● **Required task**: Everything from the line that contains "Return the segmentation of every instance of the metal" through the last line of the listing must be copied exactly, with both of those lines included and no others.
-- BEGIN Extracted data --
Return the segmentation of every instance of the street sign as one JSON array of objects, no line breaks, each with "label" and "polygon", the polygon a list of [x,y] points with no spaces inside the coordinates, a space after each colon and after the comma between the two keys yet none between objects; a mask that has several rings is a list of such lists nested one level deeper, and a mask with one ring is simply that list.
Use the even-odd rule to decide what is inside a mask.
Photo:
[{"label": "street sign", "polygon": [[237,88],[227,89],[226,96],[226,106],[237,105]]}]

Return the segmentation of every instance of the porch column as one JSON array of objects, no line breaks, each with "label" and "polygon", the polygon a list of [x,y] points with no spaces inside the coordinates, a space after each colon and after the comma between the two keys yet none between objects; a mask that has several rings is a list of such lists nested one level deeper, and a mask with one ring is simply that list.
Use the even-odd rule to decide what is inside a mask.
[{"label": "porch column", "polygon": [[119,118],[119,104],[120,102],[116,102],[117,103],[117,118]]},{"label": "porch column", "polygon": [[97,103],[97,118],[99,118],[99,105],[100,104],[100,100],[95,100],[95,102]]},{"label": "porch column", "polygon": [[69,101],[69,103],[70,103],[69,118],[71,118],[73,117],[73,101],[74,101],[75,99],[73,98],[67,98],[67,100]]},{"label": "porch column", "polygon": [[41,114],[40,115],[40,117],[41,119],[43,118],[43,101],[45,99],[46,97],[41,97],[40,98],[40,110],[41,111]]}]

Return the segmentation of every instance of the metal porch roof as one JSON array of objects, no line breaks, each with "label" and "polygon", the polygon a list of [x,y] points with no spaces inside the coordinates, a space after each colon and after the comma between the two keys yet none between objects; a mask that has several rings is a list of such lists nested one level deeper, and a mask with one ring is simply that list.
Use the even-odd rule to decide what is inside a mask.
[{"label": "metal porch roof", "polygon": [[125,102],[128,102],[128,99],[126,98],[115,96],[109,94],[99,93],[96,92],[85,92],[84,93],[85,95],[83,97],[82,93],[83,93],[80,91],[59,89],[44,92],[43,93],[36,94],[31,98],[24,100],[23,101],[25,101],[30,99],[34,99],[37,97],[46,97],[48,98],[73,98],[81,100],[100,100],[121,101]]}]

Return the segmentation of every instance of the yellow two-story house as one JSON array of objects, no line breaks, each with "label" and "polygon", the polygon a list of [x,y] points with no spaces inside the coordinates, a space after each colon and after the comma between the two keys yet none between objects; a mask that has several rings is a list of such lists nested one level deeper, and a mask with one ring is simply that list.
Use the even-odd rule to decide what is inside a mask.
-- END Extracted data --
● **Reply**:
Return the segmentation of every instance of the metal porch roof as one JSON array of objects, no line breaks, each with "label" and "polygon", the polygon a list of [x,y] points with no spaces inside the coordinates, a space after each colon and after the comma between the two keys yet none between objects; a mask that has several rings is a list of such lists nested one level deeper, and a mask with one ring is simply that list.
Use the even-odd rule to decide what is inside a mask.
[{"label": "metal porch roof", "polygon": [[125,102],[128,102],[128,99],[126,98],[115,96],[109,94],[99,93],[96,92],[85,92],[84,93],[85,95],[83,97],[82,93],[83,93],[80,91],[59,89],[44,92],[43,93],[36,94],[31,98],[24,100],[23,101],[25,101],[30,99],[34,99],[37,97],[46,97],[48,98],[73,98],[81,100],[100,100],[121,101]]}]

Return the segmentation of every instance of the yellow two-story house as one JSON array of objects, no line breaks, each with "label" and "polygon", the polygon a list of [x,y] points with no spaces inside the coordinates, a space after each colon and after the comma between the two keys yet none between objects; a mask that has several rings is a list of such lists nested one level deeper, and a mask with one ring is simply that list.
Use the even-odd rule to decide what is inside a mask.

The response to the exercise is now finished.